Photo object pointing entries
# # #
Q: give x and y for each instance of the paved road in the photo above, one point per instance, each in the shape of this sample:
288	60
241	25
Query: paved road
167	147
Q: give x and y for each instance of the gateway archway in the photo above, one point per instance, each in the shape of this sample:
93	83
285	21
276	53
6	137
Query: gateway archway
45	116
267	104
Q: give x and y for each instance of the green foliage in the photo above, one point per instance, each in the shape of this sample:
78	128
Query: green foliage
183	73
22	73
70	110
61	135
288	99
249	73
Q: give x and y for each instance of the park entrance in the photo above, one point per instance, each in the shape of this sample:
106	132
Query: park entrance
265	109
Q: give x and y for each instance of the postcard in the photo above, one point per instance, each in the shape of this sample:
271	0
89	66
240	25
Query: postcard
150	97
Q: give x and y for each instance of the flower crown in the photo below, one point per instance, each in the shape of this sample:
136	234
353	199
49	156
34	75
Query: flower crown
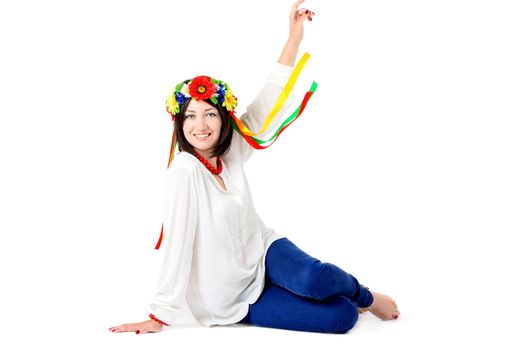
200	88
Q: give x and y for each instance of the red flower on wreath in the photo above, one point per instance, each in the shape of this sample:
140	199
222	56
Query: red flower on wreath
201	88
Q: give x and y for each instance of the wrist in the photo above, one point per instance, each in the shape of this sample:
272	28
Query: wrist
153	318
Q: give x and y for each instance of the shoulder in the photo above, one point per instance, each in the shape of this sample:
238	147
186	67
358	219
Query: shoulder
183	168
184	161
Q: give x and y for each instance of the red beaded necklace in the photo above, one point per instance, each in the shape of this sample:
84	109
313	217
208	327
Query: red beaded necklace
216	171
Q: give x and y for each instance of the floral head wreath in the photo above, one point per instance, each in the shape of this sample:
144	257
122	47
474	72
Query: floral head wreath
201	87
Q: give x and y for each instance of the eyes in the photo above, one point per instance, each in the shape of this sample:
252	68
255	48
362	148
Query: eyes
210	114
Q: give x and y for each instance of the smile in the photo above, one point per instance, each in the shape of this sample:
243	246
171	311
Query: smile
202	136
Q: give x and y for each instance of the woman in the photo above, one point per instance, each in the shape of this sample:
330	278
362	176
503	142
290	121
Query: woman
218	256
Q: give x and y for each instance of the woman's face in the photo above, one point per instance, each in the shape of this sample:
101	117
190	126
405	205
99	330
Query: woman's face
202	126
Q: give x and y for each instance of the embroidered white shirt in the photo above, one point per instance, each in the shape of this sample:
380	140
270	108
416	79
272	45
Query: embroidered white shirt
214	246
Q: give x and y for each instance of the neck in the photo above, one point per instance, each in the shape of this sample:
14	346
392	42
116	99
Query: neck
211	160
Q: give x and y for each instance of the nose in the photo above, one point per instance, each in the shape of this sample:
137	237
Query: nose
201	123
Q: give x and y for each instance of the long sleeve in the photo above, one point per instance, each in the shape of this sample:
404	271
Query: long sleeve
260	108
180	224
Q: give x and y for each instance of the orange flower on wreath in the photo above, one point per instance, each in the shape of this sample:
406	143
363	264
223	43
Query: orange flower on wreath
201	88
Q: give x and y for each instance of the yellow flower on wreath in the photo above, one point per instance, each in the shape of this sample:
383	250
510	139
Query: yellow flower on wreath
172	104
230	101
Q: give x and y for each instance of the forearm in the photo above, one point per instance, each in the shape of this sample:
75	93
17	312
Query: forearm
289	52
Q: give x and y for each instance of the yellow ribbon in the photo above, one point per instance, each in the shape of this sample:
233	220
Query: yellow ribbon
281	99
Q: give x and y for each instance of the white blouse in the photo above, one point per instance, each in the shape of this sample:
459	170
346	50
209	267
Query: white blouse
215	244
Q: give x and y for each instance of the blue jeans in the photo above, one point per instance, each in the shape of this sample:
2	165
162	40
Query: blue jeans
304	294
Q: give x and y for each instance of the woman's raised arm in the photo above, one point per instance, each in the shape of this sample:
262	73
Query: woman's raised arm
296	33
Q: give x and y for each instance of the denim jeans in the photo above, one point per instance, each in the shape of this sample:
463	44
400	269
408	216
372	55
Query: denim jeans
304	294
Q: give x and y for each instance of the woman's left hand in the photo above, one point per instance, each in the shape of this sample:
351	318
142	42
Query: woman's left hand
149	326
296	21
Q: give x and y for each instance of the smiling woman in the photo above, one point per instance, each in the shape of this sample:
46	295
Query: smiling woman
219	257
201	117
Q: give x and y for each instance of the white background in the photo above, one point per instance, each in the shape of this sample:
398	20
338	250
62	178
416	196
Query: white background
405	169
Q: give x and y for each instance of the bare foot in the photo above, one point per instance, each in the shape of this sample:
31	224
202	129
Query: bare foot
383	307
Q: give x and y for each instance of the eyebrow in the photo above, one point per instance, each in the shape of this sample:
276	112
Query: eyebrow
209	109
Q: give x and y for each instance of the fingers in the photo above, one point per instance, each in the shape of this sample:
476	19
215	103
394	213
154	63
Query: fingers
296	5
139	328
304	14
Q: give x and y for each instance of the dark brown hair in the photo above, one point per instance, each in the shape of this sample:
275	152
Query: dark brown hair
226	130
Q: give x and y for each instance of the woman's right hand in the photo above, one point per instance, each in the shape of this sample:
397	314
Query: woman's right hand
296	21
149	326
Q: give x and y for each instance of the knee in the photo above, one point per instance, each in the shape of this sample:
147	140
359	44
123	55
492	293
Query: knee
343	317
316	283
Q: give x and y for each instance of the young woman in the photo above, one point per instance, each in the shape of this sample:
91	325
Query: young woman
218	256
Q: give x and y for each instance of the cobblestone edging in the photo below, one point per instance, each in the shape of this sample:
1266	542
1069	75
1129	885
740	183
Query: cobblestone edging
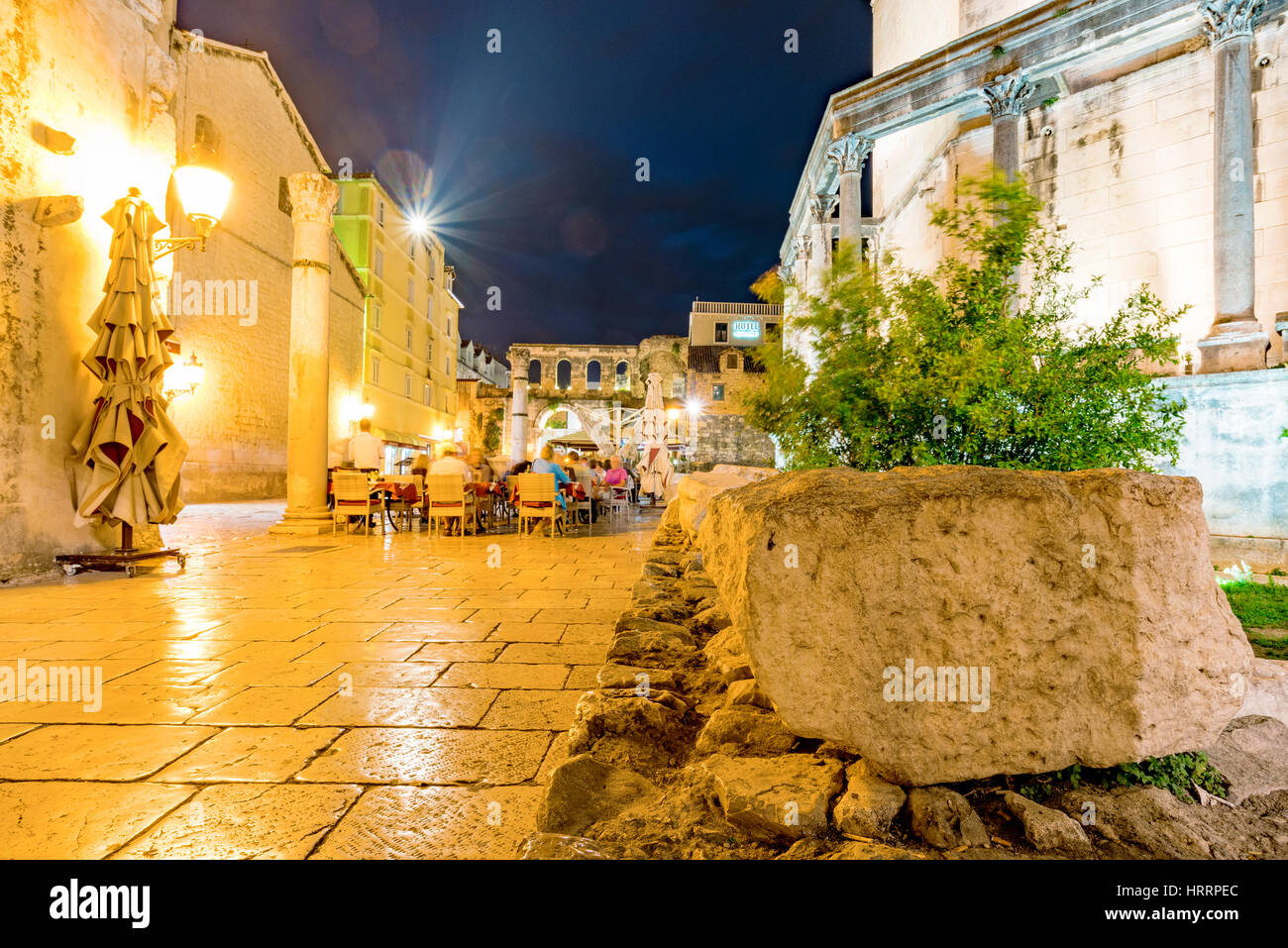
678	754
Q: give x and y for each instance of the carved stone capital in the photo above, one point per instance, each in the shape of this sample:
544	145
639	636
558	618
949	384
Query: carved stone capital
312	197
1224	20
820	207
850	153
1008	94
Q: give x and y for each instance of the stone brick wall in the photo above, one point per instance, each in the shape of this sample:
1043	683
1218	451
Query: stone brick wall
236	421
1125	163
1233	446
729	440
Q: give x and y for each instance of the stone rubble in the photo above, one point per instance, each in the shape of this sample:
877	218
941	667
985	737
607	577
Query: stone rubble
679	754
958	622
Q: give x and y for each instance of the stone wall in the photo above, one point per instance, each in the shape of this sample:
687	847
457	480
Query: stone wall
236	421
1233	446
1125	165
112	95
729	440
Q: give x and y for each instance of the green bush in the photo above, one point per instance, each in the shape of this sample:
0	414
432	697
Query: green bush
969	365
1173	773
1261	605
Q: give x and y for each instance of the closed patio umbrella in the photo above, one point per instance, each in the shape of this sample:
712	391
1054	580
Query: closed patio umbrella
127	456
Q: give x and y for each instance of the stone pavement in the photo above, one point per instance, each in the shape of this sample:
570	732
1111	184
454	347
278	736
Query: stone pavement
349	697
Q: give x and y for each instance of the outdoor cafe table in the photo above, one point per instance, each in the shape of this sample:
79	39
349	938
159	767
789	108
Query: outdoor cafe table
386	489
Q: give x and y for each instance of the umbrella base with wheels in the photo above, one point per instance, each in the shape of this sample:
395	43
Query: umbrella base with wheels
125	559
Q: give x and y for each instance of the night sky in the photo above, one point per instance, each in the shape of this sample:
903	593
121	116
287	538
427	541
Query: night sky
533	150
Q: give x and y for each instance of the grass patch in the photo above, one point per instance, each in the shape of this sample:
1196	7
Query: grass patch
1261	605
1173	773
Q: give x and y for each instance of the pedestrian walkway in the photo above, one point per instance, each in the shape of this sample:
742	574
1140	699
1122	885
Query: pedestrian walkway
349	697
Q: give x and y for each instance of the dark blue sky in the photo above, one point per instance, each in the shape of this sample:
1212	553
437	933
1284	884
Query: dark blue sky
533	151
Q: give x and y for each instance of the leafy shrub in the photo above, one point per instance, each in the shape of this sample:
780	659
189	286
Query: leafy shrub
970	365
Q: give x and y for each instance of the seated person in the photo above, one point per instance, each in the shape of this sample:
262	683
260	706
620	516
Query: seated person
546	466
451	464
481	469
616	474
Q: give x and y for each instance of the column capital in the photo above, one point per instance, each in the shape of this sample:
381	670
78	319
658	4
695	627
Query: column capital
820	207
1225	20
850	153
1006	94
313	197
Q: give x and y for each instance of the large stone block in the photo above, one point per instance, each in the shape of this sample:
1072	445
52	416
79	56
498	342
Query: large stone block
697	489
1046	618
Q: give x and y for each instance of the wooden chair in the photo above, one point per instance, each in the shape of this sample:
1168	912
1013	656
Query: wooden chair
353	494
445	497
539	500
588	485
619	500
399	506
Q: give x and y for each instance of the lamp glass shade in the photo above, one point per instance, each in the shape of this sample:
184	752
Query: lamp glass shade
204	192
196	371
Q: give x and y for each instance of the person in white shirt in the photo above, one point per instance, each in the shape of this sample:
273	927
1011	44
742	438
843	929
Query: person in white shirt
451	464
366	450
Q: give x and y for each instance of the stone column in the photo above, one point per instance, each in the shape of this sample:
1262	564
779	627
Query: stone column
1006	97
1236	340
850	153
313	197
820	207
518	412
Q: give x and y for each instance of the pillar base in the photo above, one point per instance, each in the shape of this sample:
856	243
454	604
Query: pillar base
304	523
1233	352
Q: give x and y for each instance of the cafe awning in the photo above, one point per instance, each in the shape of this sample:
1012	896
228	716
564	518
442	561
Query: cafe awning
400	438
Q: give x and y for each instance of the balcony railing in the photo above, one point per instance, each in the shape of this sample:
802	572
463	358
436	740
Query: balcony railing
738	308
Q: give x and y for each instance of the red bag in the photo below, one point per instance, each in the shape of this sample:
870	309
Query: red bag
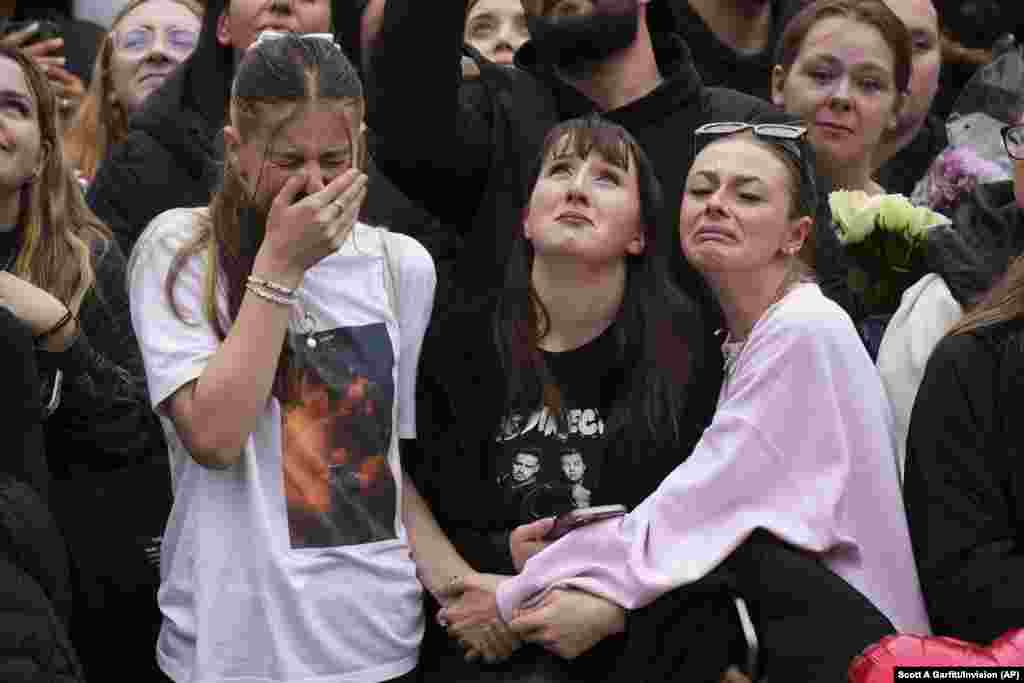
878	663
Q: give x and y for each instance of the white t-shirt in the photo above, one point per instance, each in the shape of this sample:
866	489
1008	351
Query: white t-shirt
293	565
927	311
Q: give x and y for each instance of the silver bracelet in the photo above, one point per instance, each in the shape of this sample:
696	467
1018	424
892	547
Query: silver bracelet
272	297
270	285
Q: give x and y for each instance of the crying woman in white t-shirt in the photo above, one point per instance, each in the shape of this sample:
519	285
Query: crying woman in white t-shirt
281	339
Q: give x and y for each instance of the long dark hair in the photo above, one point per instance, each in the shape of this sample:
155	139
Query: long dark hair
657	330
272	82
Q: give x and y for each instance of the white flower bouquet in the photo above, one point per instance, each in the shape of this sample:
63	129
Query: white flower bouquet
885	238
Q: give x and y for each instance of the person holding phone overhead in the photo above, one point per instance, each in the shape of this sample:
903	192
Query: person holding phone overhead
281	339
65	48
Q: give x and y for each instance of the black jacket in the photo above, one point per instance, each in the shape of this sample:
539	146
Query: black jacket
964	487
720	65
35	592
467	152
169	158
20	403
103	421
902	172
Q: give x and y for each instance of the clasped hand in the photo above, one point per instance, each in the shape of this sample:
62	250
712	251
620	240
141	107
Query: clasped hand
470	615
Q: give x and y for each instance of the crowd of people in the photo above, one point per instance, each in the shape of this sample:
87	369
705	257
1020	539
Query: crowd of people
317	313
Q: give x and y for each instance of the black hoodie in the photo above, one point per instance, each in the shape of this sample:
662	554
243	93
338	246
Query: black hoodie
720	65
466	150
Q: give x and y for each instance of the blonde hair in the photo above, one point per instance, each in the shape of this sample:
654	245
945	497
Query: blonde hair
100	123
58	231
273	83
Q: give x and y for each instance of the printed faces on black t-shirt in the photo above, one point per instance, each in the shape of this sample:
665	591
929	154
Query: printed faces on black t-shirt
548	464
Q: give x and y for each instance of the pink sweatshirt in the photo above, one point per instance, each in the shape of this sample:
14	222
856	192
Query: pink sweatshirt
801	444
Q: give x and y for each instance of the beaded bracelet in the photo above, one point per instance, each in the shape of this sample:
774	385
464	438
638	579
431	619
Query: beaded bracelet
270	296
65	319
270	285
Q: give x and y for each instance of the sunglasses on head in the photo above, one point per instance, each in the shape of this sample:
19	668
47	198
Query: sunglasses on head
1013	139
265	36
784	135
777	130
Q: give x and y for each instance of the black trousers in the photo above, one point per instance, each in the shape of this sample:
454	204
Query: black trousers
809	623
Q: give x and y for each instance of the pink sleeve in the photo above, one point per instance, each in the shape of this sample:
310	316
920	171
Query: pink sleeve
776	456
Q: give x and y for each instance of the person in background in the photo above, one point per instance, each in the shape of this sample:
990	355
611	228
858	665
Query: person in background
621	58
67	59
734	41
170	157
284	400
965	261
844	67
146	42
964	464
907	150
496	29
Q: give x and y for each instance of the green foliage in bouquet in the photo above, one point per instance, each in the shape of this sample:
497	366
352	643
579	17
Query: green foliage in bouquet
884	236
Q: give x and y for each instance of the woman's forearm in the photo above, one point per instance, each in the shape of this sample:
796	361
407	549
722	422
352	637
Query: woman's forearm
436	559
216	414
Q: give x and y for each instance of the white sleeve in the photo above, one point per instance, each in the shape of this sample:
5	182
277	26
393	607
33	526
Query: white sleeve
417	280
175	349
928	310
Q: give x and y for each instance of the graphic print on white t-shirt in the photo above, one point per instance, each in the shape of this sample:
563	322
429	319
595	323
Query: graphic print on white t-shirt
# # #
Requirements
Copy the entries starting at the line that contains "the white sleeve" and continuing through the last entry, swapping "graphic print" for "printed logo" everywhere it occurs and leaving everything else unchanged.

Correct output
Q: give x and y for each instance of the white sleeve in the photo above, one point per instance, each in the shape of this sample:
5	182
277	26
393	607
33	526
Query: white sleeve
417	280
175	349
928	310
Q: give x and y for each instance of the printed logo on white t-shirt in the photo above, one point per instance, each in the shape of this sample:
563	322
429	319
595	323
Query: printed logo on white t-shirt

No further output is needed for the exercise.